--- EXTRAIT ---

I can’t let you slip away

It’s not good for your health

If you can barely stay

Around familiar faces

– Adderall

Fingers of Steel, elle, met à l’avant-plan les inévitables frustrations qui surviennent lorsque l’on tente d’accompagner un pote aux prises avec de sérieux problèmes de santé mentale :

You’re complaining a lot

About the things that you got given

You know you’re wasting away

There’s a sun outside but you don’t see it

– Fingers of Steel

Musicalement, l’album réunit des influences de grandes pointures rock comme Radiohead, les Pixies et même Lou Reed. Sans effacer le post-punk explosif que dispensait la formation, ces ascendants amenuisent sensiblement la force de frappe de Shame. La chanson la plus étonnante de ce Food For Worms est sans contredit Orchid. Pour la première fois de sa courte carrière, le quintette débranche les guitares et Steen présente une approche vocale plus posée et harmonieuse.

---

▶ TÂCHES À RÉALISER
1) Relevez toutes les grandes pointures rock que l'extrait sur l'album Food For Worms cite comme influences musicales.
2) D'après l'extrait sur l'album Food For Worms, quelle chanson est la plus étonnante du disque ?
3) Poursuivez l'extrait sur l'album Food For Worms à partir de sa dernière phrase.
Les enregistrements présentés ensuite forment un matériau indépendant de l'extrait.

--- ENREGISTREMENTS DE DONNÉES ---

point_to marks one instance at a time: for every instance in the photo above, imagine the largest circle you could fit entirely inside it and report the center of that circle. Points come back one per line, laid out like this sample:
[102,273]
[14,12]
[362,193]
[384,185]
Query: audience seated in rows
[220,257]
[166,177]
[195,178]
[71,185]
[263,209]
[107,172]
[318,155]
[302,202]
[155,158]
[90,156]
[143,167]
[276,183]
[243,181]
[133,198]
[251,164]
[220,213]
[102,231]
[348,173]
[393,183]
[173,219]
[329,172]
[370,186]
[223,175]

---
--- ENREGISTREMENTS DE DONNÉES ---

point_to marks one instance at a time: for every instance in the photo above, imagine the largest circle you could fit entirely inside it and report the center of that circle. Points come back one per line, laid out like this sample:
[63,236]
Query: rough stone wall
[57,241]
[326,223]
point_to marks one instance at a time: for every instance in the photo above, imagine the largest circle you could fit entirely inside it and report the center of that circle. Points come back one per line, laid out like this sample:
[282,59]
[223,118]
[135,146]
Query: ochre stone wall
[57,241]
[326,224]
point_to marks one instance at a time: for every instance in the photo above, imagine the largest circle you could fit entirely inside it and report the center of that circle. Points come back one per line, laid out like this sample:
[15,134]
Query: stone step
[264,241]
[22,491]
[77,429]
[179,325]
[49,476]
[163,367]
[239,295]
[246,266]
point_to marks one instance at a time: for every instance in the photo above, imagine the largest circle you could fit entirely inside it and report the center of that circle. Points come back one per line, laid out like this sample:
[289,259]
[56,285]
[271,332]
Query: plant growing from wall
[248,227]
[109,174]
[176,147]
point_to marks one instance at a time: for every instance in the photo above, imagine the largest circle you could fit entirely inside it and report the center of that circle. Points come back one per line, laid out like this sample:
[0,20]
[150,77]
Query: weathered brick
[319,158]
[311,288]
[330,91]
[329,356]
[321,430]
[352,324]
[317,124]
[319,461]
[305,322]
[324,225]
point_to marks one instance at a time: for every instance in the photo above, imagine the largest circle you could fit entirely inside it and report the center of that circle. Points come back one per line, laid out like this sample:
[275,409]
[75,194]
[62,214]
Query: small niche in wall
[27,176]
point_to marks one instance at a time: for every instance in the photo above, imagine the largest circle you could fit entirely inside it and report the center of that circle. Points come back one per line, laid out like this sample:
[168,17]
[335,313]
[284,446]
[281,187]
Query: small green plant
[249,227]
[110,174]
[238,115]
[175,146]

---

▶ RÉPONSES FOURNIES
1) Radiohead, les Pixies, Lou Reed

2) Orchid

3)
Les admirateurs de la première heure retrouveront Shame en terrain connu avec l’excellente Six-Pack. Avec sa guitare wah-wah et son rythme frénétique, cette pièce est une franche réussite. Et c’est dans The Fall of Paul qu’on décèle réellement la performance « live » offerte par la formation. En fait, même si le groupe joue ses nouvelles chansons en direct en studio, on ressent plus ou moins l’énergie contagieuse que Shame communique si bien lorsqu’il offre un concert.

Ici, on salue bien bas l’audace de la bande qui n’a pas craint de retrousser ses manches afin de modifier sa trajectoire sonore. Sans être un échec, tant s’en faut, Food For Worms est une création entre deux chaises qui laisse peut-être présager une réelle transformation pour la formation britannique.